### Stated task 1
Answer these questions about the interview on offsite construction:
(a) Who is the President of the Housing Innovation Alliance?
(b) In what three places does the text say process optimization takes place?
(c) For what uses does the text expect volumetric modules?
##### Reading passage
The Housing Innovation Alliance has the primary goal of ensuring that this innovation becomes a reality and that high quality and high value housing is attainable for all middle income households. In this post we sit down with Housing Innovation Alliance President, Dennis Steigerwalt to discuss the role offsite construction will play in driving construction innovation to solve the affordable housing crisis and what he and his organization are doing to advance adoption. 
Q: Dennis: The lack of housing supply and high costs keep housing ownership out of reach for many middle income families. Some of this is driven by regulatory hurdles but better methods of construction can reduce costs and increase affordability. How do you see offsite construction helping to overcome these construction related issues?
Over the next several years, we believe single-family residential construction will experience a period of rapid growth, adaption, and innovation impacting the way the industry operates and evolves to deliver both for sale and for rent products.  From a cost reduction perspective, it’s about process optimization at the office, in the field, and in the factory, yielding a spectrum of approaches which will ultimately get us where we need to go as it relates to achieving housing attainability for the middle market.  
As a key response to the increasing focus on productivity improvements, we expect factory built solutions to be highly leveraged in the years to come.  Gains will be achieved in the form of prefabricated wall and floor panels and roof systems; the use of volumetric modules for bathrooms, kitchens, and whole homes; as well as increasing efficiency and scale in factories.
##########
##### Record set
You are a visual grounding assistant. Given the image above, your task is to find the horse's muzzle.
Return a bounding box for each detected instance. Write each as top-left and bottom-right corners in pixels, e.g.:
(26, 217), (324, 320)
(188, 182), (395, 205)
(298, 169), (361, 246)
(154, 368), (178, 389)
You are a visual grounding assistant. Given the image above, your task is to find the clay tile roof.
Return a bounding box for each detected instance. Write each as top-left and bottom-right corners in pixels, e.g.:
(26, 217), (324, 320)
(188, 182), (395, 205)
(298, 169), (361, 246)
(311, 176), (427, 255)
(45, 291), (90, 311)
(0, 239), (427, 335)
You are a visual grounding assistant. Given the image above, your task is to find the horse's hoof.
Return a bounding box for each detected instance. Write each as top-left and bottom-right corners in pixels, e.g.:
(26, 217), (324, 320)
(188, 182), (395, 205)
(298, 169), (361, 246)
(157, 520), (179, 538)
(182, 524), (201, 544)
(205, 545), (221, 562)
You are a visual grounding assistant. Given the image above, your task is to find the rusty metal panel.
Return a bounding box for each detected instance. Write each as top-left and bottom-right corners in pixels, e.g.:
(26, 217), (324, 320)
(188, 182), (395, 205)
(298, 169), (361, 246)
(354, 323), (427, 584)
##########
##### Record set
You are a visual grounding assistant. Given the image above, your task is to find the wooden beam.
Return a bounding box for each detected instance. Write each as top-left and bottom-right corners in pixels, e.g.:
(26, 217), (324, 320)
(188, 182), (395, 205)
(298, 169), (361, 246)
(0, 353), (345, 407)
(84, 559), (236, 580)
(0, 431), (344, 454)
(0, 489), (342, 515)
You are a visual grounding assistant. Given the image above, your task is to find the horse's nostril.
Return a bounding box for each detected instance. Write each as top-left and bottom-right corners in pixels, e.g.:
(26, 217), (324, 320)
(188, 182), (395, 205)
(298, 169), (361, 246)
##########
### Stated task 2
Reproduce the stretch of records from the line that contains "the horse's muzzle." through the line that contains "(205, 545), (221, 562)", requests included. Resize every bounding-box coordinate in the answers by a factor of 1.3, round each to a whole number with halves rounded up, and leave the sample coordinates in the requests unchanged.

### Final result 1
(a) Dennis Steigerwalt
(b) At the office, in the field, and in the factory
(c) Bathrooms, kitchens, and whole homes

### Final result 2
You are a visual grounding assistant. Given the image above, your task is to find the horse's muzzle.
Return a bounding box for each detected instance. Write each as top-left and bottom-right corners in pixels, e.g.:
(26, 217), (324, 320)
(188, 182), (395, 205)
(298, 169), (361, 246)
(200, 478), (231, 506)
You are a visual grounding assistant. Given the image above, your task is to find the clay tile roof.
Return a bounding box for each detected instance. Write each as top-left and bottom-right corners in pixels, e.g.:
(26, 217), (324, 320)
(188, 182), (395, 205)
(298, 169), (361, 246)
(404, 229), (555, 332)
(59, 378), (117, 404)
(0, 311), (555, 436)
You are a visual grounding assistant. Given the image above, your task is to find the horse's hoof.
Return a bounding box for each detected instance. Write each as top-left and bottom-right corners in pixels, e.g.:
(26, 217), (324, 320)
(188, 182), (395, 205)
(298, 169), (361, 246)
(204, 676), (233, 699)
(237, 681), (261, 707)
(267, 709), (287, 731)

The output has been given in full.